### WORK INSTRUCTIONS
Reproduce word for word the data from the line containing "Note to the class: find the yellow flower" up to and including the line containing "pixel 457 223".

### RECORDS SHOWN
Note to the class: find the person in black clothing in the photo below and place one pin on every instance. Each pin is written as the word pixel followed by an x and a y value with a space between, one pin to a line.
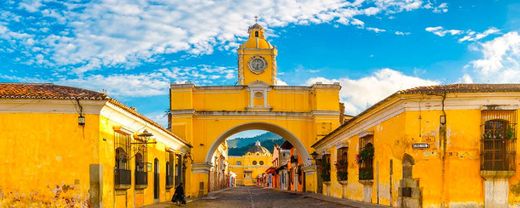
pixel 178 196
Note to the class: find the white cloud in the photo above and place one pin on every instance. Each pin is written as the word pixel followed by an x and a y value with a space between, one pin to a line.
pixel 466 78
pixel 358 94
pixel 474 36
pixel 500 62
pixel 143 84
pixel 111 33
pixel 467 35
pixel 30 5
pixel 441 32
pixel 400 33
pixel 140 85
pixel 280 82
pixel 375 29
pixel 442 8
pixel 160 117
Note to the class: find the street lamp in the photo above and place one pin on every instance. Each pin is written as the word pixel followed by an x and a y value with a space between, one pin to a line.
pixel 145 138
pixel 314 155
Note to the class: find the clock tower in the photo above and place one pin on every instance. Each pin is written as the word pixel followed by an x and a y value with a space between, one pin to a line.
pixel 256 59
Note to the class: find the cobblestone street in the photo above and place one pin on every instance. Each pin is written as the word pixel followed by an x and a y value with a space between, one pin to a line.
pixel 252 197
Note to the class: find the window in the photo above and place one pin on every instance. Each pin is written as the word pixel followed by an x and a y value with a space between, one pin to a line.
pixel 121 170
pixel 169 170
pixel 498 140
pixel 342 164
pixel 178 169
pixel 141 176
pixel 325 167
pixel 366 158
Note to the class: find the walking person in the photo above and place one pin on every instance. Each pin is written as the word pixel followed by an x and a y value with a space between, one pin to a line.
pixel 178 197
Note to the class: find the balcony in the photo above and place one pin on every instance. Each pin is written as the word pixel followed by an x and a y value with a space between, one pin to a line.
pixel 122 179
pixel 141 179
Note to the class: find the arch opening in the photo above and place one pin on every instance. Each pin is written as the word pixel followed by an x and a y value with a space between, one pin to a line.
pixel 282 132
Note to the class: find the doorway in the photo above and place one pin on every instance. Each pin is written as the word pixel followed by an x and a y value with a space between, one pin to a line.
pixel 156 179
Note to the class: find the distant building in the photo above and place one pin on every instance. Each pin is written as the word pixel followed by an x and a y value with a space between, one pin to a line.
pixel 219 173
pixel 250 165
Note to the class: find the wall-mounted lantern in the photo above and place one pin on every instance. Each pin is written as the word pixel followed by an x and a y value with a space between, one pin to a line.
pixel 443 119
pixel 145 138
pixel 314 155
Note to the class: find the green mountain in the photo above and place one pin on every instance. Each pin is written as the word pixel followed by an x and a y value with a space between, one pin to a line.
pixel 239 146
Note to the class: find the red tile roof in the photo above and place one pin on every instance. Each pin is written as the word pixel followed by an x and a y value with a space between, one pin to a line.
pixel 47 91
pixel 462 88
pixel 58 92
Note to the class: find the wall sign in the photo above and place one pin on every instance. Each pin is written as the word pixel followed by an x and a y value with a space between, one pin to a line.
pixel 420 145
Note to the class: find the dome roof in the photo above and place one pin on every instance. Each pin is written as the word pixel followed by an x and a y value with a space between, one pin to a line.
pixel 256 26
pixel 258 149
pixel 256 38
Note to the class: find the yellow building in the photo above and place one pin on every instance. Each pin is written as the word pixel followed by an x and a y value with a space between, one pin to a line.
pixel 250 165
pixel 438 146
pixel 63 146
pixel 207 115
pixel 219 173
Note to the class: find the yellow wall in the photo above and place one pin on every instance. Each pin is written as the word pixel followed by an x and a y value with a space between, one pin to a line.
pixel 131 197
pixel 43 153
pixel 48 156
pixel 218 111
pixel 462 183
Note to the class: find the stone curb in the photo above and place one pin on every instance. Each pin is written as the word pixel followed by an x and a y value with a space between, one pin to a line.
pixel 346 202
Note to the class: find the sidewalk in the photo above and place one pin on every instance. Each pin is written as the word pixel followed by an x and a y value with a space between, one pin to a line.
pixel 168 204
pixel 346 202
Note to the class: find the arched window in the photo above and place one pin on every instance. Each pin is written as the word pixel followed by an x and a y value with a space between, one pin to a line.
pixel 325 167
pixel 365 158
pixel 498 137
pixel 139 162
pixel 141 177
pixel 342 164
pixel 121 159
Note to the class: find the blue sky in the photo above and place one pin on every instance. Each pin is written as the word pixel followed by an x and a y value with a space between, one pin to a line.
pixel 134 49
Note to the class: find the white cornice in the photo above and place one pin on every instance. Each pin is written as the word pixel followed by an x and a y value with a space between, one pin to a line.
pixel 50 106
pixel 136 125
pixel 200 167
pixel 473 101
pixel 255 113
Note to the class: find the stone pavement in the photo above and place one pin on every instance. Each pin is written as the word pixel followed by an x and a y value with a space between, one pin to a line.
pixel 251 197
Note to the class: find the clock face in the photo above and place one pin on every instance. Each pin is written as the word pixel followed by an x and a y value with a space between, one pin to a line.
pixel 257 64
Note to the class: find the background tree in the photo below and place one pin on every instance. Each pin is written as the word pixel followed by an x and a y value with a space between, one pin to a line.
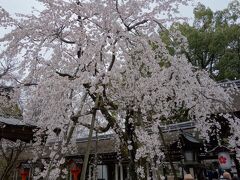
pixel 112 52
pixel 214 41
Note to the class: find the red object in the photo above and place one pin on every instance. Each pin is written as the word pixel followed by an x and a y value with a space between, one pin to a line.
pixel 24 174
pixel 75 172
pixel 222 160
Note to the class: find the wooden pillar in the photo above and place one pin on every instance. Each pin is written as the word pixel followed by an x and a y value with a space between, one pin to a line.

* * *

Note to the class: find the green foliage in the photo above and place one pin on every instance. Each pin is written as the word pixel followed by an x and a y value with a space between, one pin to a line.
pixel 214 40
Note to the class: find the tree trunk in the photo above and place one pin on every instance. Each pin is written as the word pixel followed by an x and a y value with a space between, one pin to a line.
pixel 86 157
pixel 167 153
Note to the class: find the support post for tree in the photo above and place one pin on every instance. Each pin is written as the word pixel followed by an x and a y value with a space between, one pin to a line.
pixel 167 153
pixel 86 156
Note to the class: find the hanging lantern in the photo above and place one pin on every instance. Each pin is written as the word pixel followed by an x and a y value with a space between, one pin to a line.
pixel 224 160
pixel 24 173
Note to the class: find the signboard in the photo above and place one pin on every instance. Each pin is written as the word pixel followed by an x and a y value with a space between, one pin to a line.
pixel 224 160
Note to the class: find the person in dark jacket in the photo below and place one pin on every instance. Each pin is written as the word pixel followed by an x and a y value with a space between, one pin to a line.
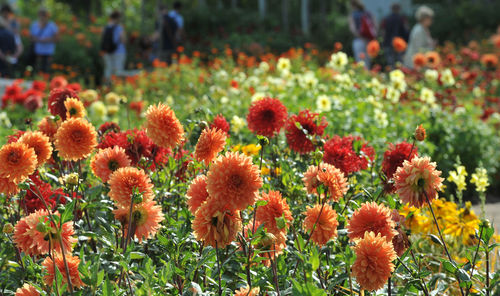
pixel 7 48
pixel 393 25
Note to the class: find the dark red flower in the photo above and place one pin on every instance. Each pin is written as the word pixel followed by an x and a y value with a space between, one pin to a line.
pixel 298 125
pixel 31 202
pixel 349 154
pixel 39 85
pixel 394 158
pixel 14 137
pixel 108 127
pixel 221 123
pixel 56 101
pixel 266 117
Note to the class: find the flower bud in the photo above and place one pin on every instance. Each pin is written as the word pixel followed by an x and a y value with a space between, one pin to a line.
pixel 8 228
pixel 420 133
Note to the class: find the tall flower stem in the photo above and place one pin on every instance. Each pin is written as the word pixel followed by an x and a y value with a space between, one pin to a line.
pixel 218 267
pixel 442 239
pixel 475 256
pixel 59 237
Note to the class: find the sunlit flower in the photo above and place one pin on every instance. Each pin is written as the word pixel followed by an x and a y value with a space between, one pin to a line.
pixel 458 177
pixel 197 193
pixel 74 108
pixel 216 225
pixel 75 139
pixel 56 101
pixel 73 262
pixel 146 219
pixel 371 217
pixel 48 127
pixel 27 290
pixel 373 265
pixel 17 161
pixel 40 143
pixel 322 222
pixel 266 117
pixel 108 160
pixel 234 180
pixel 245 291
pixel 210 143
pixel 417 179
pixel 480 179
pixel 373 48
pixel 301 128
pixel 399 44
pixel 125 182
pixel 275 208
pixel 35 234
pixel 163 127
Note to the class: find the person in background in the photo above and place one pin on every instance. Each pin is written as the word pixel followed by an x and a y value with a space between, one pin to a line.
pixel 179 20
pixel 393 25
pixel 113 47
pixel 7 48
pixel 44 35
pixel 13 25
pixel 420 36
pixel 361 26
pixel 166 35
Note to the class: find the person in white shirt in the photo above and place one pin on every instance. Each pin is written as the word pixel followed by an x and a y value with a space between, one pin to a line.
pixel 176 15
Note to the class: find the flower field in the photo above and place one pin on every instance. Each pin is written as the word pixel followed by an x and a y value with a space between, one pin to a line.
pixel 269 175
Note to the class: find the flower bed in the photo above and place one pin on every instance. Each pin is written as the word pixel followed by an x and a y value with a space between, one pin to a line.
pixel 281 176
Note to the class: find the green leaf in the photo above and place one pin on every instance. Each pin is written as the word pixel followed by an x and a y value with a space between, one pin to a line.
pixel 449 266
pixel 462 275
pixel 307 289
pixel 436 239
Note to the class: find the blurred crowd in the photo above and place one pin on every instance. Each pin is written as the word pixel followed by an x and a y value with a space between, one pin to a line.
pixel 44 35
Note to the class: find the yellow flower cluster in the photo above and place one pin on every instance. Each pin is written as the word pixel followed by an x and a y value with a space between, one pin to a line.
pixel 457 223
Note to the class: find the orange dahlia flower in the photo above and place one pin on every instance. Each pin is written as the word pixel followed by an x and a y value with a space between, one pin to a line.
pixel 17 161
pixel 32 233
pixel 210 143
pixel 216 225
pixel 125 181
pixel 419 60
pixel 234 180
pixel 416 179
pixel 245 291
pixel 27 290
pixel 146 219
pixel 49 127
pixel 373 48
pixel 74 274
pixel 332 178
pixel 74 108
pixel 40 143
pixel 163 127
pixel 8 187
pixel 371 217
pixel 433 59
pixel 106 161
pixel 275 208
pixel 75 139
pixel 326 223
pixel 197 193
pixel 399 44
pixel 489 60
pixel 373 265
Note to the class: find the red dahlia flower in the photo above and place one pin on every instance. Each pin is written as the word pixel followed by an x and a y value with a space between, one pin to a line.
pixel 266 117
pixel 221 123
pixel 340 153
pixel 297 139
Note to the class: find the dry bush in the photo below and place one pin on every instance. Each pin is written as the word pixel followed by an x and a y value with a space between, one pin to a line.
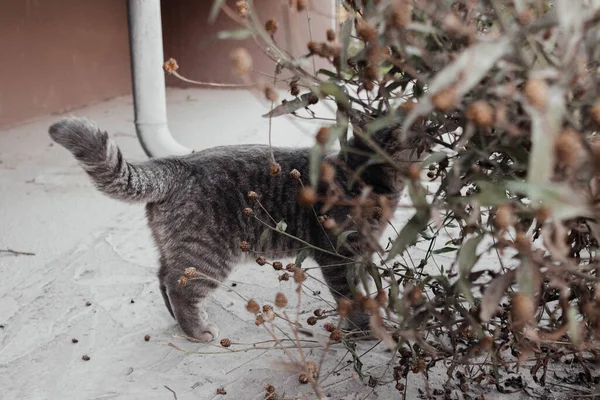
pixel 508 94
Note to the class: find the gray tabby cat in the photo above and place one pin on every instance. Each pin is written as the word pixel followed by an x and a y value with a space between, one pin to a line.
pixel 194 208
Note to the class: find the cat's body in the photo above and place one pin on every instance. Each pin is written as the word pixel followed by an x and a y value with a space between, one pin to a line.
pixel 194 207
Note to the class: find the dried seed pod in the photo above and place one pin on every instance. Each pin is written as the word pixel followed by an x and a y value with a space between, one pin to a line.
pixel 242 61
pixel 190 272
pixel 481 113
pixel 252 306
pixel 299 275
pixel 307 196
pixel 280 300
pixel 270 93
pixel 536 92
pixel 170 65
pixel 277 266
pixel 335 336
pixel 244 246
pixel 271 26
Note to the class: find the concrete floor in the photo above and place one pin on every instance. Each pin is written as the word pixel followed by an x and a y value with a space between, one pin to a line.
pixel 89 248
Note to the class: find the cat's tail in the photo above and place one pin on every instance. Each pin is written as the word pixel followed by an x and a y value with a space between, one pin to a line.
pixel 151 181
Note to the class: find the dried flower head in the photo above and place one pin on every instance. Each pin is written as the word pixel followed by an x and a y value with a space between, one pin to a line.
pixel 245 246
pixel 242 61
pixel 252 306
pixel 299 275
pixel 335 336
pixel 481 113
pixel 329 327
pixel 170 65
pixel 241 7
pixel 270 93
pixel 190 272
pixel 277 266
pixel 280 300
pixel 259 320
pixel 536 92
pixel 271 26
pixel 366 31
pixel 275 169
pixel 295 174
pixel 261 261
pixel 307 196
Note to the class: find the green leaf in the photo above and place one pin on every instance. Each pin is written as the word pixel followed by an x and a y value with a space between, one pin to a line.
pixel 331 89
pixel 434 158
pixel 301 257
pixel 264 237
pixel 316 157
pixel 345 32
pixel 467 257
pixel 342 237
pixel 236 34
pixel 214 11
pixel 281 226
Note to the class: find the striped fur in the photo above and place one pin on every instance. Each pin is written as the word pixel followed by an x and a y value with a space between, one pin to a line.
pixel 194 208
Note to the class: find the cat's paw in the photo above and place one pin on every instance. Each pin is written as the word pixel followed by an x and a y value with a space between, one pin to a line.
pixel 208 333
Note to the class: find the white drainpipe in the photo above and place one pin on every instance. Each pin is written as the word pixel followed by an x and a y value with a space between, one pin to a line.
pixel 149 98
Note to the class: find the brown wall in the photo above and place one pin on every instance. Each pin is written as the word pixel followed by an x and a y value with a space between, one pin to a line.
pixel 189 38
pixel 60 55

### ANSWER TO THIS EXERCISE
Note to the class: find the yellow flower cluster in the photo above and place one pin on every instance. Each pin is written as the word pixel followed by an x and a y value with a space between, one pin to a line.
pixel 457 223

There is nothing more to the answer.